◆ **Given instruction**
From the data below, extract every line that contains the string "tire". Matching is case-sensitive.

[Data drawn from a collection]
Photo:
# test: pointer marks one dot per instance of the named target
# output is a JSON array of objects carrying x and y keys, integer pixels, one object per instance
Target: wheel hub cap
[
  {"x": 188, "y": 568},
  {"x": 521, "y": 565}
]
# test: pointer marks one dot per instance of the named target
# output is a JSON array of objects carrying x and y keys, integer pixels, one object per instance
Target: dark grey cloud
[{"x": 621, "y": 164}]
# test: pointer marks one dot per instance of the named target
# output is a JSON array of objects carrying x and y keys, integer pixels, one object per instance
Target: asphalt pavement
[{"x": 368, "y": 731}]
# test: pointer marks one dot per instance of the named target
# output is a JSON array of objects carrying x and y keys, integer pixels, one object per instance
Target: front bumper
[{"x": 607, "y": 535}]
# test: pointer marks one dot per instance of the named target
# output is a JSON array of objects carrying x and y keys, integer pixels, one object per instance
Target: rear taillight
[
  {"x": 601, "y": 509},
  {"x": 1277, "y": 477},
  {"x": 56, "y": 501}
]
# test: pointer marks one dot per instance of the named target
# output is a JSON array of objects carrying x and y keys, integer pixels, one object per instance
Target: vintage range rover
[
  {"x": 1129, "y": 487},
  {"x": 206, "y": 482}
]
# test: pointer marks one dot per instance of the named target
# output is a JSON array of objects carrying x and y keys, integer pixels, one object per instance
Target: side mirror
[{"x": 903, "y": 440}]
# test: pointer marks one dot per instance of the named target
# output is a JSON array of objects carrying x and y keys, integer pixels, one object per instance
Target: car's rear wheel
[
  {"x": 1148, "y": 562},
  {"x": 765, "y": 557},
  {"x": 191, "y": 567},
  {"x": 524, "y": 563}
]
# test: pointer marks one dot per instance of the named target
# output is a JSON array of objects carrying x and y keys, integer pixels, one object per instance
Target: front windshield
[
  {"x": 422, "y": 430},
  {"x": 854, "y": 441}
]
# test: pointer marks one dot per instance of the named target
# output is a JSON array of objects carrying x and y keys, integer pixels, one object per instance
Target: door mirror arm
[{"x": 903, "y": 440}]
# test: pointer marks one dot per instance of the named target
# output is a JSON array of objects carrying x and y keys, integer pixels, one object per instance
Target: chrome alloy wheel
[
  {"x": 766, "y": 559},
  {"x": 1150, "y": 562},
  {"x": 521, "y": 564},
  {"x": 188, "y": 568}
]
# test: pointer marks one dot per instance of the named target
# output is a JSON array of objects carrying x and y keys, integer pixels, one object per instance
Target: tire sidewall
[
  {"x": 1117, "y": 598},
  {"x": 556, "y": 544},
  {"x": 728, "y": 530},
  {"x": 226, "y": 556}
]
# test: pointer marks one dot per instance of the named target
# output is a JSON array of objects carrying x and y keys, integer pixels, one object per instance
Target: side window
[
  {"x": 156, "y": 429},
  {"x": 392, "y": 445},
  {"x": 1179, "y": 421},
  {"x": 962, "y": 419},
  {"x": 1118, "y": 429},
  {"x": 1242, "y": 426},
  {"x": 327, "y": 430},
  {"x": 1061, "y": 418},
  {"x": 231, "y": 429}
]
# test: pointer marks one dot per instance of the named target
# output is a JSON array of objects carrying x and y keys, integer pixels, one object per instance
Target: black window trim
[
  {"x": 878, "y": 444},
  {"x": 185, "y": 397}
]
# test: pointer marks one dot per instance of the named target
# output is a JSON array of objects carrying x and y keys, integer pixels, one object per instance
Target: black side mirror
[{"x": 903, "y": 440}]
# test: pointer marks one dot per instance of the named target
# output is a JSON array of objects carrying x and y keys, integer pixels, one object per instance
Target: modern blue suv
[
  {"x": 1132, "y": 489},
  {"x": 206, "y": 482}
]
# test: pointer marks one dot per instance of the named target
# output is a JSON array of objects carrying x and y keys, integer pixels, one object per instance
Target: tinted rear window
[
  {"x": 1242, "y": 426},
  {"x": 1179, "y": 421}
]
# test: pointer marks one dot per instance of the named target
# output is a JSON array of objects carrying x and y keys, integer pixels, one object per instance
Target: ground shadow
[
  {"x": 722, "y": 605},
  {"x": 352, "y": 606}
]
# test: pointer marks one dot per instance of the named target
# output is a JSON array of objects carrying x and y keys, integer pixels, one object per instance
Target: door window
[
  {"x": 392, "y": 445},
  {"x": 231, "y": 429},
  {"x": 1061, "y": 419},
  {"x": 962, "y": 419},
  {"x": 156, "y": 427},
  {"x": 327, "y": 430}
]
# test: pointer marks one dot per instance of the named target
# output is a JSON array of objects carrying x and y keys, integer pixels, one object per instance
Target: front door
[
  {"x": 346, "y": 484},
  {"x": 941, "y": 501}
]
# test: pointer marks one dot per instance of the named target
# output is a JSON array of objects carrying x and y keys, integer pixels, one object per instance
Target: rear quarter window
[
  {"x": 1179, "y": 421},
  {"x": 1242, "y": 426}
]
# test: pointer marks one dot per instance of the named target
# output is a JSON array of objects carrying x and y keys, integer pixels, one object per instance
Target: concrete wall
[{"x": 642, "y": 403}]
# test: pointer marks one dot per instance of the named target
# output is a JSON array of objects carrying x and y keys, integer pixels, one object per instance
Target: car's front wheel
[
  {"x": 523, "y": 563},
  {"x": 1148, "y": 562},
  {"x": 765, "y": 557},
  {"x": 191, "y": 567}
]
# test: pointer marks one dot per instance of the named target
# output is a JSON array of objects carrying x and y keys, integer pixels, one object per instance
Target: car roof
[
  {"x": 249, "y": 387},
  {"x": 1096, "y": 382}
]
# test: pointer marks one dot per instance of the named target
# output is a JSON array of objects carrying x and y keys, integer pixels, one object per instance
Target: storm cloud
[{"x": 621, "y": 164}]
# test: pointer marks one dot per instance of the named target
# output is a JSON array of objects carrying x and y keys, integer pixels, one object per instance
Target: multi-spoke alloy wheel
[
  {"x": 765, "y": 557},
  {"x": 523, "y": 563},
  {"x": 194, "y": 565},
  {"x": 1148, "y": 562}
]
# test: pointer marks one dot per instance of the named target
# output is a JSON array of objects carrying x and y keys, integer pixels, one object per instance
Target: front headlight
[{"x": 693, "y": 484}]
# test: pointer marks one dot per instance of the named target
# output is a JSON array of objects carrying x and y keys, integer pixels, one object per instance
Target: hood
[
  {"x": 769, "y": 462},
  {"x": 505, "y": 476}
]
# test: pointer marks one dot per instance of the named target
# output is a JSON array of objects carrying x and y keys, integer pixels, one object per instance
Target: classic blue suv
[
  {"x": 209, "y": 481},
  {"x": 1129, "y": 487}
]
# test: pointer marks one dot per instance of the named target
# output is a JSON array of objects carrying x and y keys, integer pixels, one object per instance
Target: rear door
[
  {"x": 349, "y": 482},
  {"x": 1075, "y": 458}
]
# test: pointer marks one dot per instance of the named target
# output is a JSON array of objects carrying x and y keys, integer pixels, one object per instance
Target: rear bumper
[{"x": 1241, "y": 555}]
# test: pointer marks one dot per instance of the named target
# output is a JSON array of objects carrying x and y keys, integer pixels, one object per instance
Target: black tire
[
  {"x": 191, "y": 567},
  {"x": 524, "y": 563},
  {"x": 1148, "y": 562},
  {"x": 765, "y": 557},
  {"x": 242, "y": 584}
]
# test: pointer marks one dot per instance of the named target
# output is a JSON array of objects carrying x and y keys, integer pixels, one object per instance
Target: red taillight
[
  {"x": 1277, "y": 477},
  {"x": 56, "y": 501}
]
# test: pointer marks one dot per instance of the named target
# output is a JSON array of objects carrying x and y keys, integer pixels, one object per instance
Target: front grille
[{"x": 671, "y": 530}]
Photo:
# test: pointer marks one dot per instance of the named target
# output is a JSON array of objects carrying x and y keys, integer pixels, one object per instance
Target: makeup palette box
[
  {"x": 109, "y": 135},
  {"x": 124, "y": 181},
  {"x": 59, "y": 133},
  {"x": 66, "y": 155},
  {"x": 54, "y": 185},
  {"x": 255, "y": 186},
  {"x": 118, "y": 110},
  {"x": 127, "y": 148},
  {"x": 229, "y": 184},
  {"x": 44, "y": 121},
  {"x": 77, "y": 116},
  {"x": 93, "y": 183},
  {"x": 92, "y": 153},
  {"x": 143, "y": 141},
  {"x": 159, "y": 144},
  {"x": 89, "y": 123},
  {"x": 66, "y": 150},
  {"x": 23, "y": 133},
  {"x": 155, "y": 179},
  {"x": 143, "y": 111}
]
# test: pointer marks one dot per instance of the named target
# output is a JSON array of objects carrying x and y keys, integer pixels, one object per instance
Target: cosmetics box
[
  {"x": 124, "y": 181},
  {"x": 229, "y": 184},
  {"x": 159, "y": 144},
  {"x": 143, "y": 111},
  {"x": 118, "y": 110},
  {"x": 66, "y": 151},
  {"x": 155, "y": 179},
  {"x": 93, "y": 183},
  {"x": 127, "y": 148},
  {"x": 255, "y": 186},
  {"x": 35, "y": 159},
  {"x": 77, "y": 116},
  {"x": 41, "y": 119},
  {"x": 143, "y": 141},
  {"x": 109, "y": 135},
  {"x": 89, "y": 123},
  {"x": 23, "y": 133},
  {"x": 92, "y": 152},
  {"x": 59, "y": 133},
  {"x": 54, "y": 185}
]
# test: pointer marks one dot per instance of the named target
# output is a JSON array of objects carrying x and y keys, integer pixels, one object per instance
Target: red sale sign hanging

◆ **Answer to the exercise**
Target: tire sidewall
Target: black tire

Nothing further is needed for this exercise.